Your instructions
Restate word for word the entries below, starting with the line with "Expected: the position of each instance of the dodge" and continuing through the line with "Expected: the position of each instance of the windshield banner". Include both of those lines and no others.

Exercise data
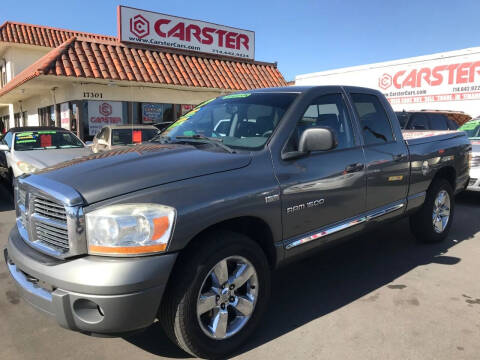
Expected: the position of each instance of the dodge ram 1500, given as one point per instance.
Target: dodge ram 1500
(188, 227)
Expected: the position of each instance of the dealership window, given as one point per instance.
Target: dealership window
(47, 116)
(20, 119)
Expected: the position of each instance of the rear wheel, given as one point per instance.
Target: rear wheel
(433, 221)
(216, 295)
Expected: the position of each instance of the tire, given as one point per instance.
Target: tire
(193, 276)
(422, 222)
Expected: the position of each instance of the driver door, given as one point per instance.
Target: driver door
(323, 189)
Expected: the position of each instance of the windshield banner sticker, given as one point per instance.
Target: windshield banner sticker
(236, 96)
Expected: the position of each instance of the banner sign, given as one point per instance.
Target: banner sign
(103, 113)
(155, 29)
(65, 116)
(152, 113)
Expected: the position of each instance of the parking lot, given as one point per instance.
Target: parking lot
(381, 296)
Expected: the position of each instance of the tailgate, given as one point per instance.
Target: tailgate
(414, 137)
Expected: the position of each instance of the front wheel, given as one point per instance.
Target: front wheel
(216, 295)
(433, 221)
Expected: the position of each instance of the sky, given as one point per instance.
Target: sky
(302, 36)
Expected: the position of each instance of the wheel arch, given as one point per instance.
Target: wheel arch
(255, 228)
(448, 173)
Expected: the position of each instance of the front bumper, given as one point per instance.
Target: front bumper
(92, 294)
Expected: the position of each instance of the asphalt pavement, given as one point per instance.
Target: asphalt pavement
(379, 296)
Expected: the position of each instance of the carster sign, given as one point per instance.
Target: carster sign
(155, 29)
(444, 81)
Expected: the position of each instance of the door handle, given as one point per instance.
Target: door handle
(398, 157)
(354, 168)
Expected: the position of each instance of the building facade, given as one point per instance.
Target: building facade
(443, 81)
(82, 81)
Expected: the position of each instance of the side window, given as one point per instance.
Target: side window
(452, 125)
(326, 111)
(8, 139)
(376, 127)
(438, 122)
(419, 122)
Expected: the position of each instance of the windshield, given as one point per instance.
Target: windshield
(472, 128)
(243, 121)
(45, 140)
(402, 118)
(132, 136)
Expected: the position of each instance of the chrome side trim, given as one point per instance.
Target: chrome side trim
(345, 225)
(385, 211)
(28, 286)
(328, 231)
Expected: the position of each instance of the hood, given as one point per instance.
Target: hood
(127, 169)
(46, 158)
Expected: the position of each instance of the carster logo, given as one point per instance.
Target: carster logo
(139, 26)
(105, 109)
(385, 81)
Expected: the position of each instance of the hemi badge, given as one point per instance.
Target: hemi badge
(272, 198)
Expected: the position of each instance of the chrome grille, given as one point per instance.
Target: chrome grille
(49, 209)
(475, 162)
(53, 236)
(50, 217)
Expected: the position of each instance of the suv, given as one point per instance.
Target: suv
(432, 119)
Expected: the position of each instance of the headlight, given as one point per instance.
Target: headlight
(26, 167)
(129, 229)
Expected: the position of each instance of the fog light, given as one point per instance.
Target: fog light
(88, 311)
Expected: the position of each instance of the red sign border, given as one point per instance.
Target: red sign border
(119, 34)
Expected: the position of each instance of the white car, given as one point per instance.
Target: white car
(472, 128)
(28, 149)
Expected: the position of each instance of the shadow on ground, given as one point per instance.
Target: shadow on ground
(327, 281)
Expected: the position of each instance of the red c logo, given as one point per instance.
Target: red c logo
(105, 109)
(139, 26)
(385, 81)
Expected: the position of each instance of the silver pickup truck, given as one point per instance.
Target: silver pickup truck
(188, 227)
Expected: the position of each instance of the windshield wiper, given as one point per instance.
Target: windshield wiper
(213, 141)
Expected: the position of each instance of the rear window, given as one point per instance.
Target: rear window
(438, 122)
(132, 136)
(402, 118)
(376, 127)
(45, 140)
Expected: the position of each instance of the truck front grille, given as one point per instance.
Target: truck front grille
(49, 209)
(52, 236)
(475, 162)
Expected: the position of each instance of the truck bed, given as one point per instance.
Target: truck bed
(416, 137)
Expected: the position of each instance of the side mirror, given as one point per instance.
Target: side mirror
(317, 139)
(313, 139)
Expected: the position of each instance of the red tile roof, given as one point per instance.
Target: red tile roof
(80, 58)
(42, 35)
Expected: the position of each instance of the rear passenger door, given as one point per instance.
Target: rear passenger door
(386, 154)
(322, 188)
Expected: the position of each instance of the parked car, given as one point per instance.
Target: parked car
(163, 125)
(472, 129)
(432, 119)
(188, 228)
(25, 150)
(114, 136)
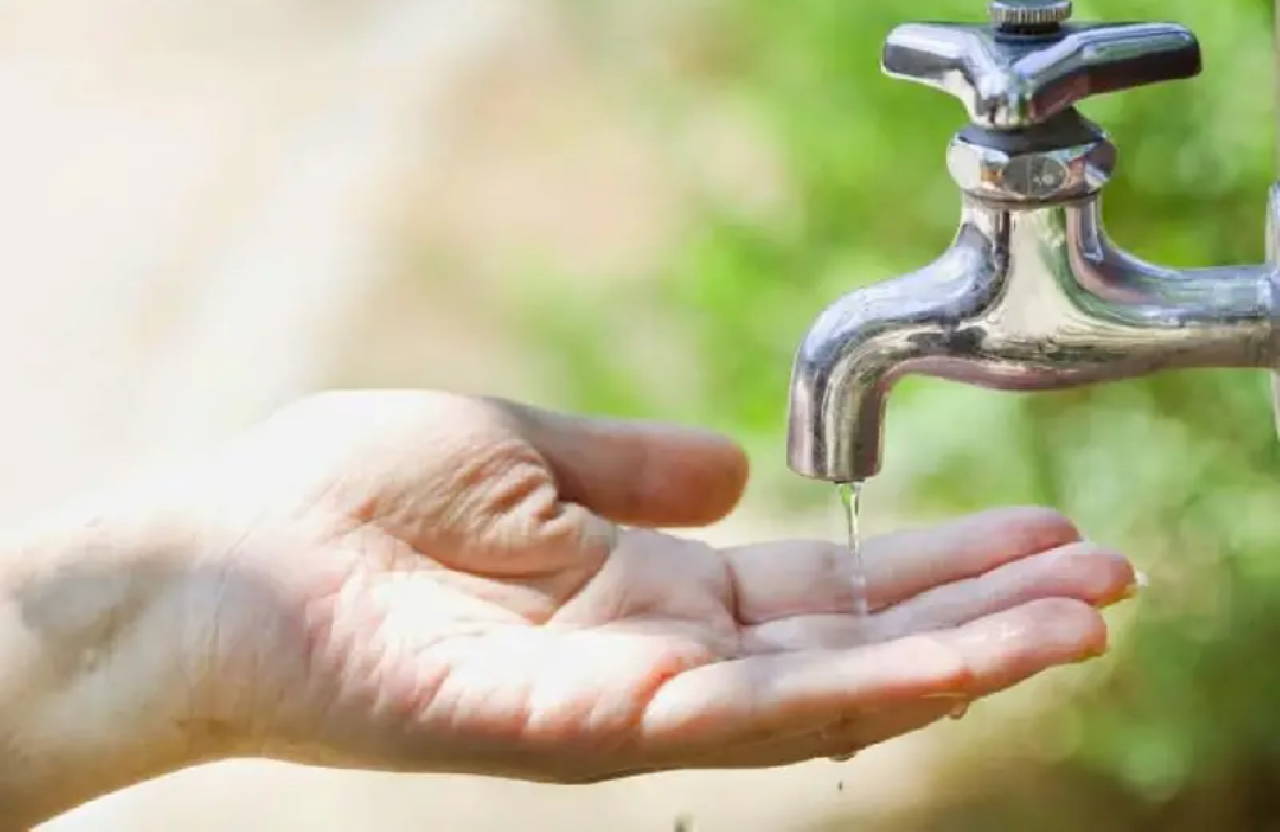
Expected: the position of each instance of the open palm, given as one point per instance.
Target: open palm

---

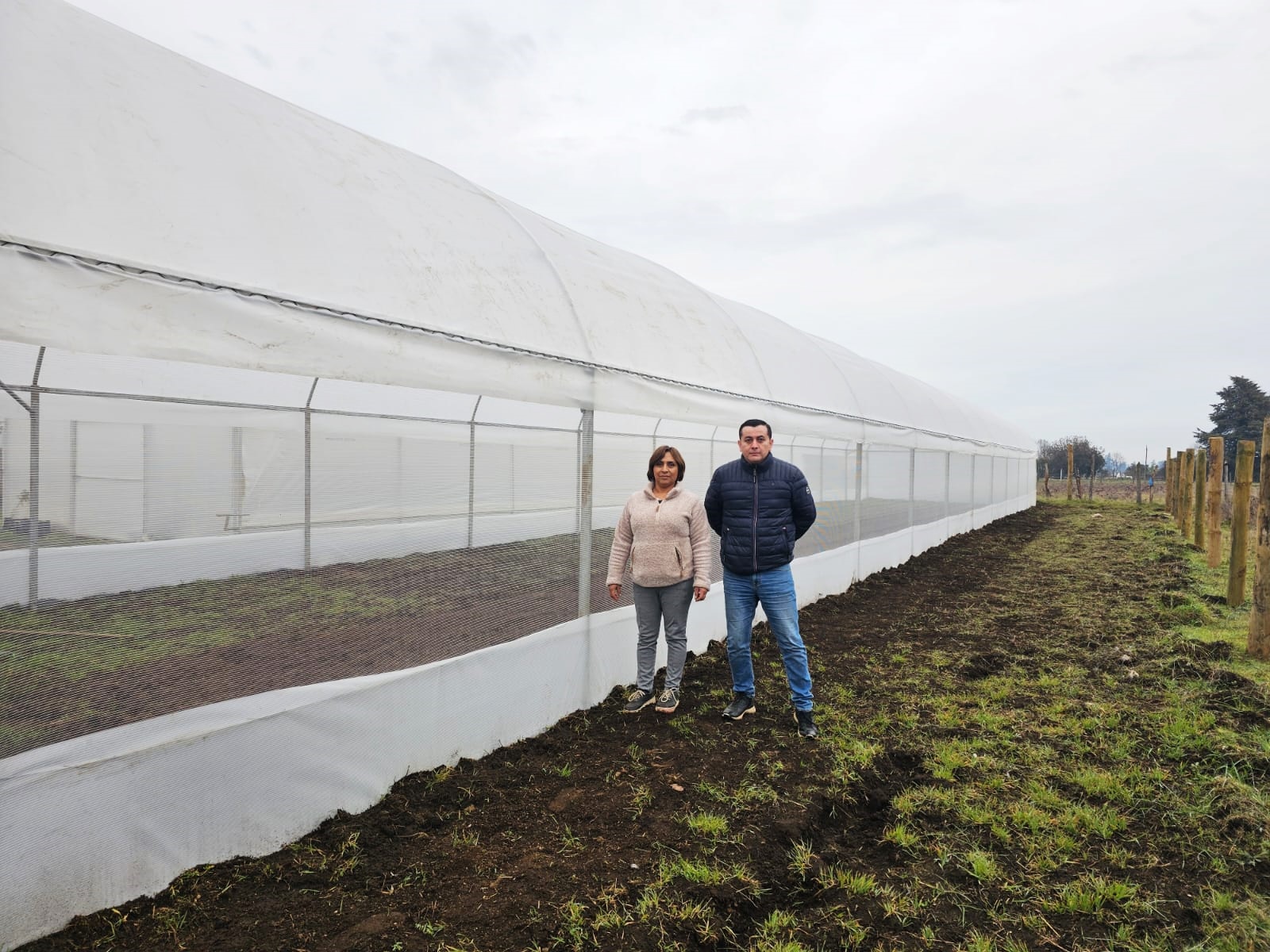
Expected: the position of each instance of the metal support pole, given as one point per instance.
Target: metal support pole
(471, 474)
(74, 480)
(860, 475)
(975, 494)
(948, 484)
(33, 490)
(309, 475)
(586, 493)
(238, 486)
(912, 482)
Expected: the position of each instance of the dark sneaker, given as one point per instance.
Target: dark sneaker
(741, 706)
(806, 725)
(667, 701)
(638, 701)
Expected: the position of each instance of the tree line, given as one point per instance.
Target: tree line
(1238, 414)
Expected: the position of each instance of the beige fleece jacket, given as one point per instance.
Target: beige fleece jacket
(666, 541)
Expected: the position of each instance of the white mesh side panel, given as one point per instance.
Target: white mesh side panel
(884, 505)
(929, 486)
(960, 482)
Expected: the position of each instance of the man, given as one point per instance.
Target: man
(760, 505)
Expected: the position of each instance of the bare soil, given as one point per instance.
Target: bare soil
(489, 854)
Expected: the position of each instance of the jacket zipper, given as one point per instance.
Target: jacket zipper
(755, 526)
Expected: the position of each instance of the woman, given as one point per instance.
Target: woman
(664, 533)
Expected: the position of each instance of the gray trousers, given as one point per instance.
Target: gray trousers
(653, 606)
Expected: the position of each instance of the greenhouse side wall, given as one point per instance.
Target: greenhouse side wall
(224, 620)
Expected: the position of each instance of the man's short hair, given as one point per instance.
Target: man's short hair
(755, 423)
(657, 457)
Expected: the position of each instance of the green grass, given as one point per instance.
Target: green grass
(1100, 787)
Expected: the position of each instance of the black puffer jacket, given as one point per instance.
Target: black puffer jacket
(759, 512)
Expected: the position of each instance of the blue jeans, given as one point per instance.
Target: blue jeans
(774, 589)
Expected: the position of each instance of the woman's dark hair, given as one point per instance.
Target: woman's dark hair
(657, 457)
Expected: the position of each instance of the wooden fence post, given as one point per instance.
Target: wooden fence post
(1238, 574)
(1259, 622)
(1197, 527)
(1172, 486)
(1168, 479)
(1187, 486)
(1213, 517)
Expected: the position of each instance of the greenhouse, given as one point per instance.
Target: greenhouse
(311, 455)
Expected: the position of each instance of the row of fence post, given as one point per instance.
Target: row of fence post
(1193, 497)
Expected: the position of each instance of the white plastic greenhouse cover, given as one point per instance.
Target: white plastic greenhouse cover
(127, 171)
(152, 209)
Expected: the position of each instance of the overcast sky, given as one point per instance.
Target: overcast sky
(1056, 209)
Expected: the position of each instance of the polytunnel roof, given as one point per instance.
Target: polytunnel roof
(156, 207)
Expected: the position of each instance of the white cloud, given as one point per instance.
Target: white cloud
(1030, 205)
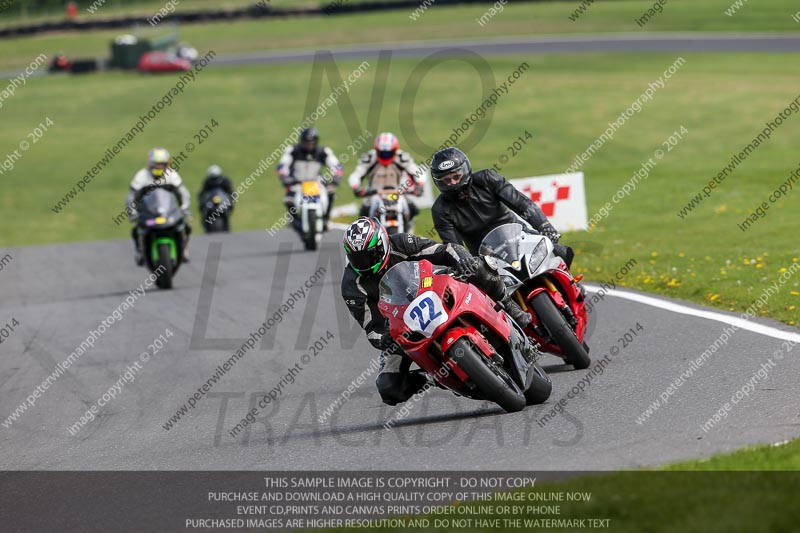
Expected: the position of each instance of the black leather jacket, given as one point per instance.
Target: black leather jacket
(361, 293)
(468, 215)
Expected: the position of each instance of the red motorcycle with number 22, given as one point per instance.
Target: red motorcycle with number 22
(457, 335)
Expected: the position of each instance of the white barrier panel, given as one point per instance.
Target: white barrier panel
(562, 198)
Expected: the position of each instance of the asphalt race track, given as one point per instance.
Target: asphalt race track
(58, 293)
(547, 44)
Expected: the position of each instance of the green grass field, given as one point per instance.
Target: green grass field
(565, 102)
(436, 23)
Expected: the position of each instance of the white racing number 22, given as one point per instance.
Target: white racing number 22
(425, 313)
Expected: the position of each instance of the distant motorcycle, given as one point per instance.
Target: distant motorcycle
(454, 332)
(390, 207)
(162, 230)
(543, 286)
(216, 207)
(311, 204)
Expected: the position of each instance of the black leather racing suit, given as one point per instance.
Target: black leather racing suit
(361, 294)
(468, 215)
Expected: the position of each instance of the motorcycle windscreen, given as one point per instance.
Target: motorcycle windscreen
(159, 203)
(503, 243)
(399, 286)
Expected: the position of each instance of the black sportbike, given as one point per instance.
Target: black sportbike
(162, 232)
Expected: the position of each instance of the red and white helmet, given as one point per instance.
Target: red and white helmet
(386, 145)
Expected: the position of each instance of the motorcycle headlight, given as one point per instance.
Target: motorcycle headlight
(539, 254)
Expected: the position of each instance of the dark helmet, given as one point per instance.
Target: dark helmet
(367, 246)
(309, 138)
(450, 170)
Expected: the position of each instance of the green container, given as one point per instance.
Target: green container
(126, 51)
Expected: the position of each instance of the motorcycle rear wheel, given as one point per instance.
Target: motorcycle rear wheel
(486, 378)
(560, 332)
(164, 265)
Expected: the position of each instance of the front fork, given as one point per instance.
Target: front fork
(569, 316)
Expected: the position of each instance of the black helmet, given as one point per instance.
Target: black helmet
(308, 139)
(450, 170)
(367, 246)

Exercise output
Expected: the position of each instance of the dodge ram 1500, given as one point per instance.
Target: dodge ram 1500
(188, 227)
Expected: the position of each instance of the dealership window, given as one point per instance.
Target: dealership window
(47, 116)
(20, 119)
Expected: the position of each instance of the rear wheel, given as one point per instance.
Target: rear wheel
(433, 221)
(216, 295)
Expected: the position of each instance of the tire, given as one point per instance.
Target: tire
(193, 276)
(422, 222)
Expected: the position of each instance of the driver door, given as one point per instance.
Target: driver door
(323, 189)
Expected: the position of each instance of the windshield banner sticker, given as one point per instance.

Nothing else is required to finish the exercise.